EXERCISE DIRECTIONS: In the entries below, the lines from the one with "athlete's foot, newline-separated" through the one with "the white lane" are to be copied exactly; both ends count.

AVAILABLE DATA:
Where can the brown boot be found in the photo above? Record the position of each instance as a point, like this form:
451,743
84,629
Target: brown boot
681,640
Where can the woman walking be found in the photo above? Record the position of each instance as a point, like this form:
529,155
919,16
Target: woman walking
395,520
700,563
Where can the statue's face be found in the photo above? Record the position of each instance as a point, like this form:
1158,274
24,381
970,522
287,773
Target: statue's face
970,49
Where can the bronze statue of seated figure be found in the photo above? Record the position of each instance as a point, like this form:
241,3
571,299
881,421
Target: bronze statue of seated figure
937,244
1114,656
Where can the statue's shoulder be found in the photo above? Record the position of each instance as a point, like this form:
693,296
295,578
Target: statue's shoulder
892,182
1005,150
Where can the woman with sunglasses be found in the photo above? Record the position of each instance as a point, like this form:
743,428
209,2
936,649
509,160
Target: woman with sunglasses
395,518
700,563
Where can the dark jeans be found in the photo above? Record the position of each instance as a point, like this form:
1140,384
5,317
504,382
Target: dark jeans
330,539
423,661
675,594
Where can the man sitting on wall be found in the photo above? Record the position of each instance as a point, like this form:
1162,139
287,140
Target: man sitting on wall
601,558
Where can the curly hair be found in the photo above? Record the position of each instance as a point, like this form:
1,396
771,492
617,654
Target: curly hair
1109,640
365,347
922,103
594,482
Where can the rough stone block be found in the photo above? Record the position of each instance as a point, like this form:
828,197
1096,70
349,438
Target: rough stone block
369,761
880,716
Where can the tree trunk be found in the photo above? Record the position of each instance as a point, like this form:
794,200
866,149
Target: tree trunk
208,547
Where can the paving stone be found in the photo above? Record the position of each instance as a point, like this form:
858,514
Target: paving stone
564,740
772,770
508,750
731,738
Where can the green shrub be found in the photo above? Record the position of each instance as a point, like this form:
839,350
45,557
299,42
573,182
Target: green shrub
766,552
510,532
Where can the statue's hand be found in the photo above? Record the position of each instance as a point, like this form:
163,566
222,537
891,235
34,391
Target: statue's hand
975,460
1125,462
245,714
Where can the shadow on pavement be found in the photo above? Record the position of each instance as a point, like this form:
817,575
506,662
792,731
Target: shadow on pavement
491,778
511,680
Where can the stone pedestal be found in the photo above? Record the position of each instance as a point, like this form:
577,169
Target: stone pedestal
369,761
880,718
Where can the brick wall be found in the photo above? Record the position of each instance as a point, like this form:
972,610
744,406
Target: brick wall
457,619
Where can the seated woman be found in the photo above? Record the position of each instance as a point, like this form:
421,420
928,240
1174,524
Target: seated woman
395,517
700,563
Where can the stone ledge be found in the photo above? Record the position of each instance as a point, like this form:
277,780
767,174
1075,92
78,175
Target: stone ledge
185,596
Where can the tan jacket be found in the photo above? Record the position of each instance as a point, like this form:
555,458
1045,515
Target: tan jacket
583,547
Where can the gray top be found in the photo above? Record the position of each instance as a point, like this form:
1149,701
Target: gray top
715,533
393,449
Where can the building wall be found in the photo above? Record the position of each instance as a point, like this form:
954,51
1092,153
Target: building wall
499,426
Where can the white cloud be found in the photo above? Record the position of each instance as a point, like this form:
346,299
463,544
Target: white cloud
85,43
...
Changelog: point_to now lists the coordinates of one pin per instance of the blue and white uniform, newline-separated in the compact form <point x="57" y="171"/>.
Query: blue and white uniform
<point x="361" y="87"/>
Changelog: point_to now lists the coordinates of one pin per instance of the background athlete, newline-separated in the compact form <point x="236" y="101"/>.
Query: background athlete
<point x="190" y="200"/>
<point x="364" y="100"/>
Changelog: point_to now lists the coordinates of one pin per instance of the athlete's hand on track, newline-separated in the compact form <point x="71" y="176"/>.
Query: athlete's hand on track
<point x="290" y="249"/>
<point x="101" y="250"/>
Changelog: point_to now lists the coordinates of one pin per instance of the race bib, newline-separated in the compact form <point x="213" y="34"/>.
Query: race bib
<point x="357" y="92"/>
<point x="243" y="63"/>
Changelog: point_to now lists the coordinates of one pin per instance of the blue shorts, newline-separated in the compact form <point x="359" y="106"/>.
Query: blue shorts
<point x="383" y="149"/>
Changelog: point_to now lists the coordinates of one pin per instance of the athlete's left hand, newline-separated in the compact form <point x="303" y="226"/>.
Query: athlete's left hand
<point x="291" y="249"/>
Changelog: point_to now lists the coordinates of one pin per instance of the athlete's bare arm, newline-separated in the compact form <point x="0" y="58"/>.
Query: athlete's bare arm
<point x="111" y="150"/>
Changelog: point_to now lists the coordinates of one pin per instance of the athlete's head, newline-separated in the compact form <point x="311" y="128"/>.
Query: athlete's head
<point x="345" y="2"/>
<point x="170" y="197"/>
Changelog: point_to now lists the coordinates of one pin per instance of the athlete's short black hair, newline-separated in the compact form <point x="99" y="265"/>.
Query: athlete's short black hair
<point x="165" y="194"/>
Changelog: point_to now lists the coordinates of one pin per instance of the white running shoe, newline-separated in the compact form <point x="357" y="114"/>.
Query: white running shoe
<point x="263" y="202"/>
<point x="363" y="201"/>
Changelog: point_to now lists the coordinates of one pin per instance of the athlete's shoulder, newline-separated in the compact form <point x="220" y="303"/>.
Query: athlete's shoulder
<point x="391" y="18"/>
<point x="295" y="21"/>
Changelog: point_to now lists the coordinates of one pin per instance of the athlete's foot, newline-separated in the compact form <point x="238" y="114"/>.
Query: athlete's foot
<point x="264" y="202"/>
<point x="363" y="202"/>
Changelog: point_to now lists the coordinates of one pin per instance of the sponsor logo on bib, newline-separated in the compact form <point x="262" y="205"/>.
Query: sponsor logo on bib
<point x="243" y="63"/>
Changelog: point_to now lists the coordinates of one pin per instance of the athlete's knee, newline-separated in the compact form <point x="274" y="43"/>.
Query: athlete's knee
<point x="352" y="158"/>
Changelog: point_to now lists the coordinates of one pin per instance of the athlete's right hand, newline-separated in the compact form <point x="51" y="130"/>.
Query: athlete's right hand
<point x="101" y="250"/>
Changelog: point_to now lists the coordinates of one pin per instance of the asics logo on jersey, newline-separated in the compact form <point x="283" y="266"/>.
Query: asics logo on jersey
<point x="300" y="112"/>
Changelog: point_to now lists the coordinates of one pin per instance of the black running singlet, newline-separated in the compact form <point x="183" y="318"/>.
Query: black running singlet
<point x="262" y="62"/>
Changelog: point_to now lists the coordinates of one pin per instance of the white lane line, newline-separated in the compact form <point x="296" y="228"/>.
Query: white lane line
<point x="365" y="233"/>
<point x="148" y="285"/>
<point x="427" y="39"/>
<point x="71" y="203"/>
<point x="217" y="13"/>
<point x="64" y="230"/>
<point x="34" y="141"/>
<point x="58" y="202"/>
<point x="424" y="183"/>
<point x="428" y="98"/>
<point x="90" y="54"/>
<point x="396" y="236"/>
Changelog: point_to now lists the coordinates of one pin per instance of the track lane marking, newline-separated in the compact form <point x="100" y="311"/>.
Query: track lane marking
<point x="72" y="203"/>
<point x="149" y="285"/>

WRITTEN RESPONSE:
Changelog: point_to now lists the coordinates of one pin per instance of the athlete's foot, newline-separated in the compact form <point x="238" y="114"/>.
Query: athlete's foot
<point x="264" y="202"/>
<point x="363" y="202"/>
Changelog: point_to now lists the coordinates of one pin per instance of the sponsor logo on bib, newline-separated in the compact form <point x="262" y="205"/>.
Query: sponsor logo on bib
<point x="243" y="63"/>
Changelog: point_to now lists the coordinates of one pin per instance of the athlete's knee, newline-separated in the compact form <point x="274" y="43"/>.
Query: athlete's knee
<point x="352" y="158"/>
Changelog: point_to now lists the coordinates of one pin per instance of the athlete's right hand, newline-separated in the compact form <point x="51" y="130"/>.
Query: athlete's right hand
<point x="101" y="250"/>
Changelog: point_to now lists the coordinates of one pin per instance of the asics logo on jersey, newline-separated in the compact form <point x="283" y="266"/>.
Query: asics logo on jersey
<point x="300" y="112"/>
Changelog: point_to now lists the coordinates of one pin per instance of the black running singlet, newline-separated in the compact form <point x="183" y="318"/>.
Query: black running singlet
<point x="262" y="62"/>
Changelog: point_to now lists the coordinates of one pin per instance of the white lane line, newline-separated in the compact form <point x="296" y="228"/>.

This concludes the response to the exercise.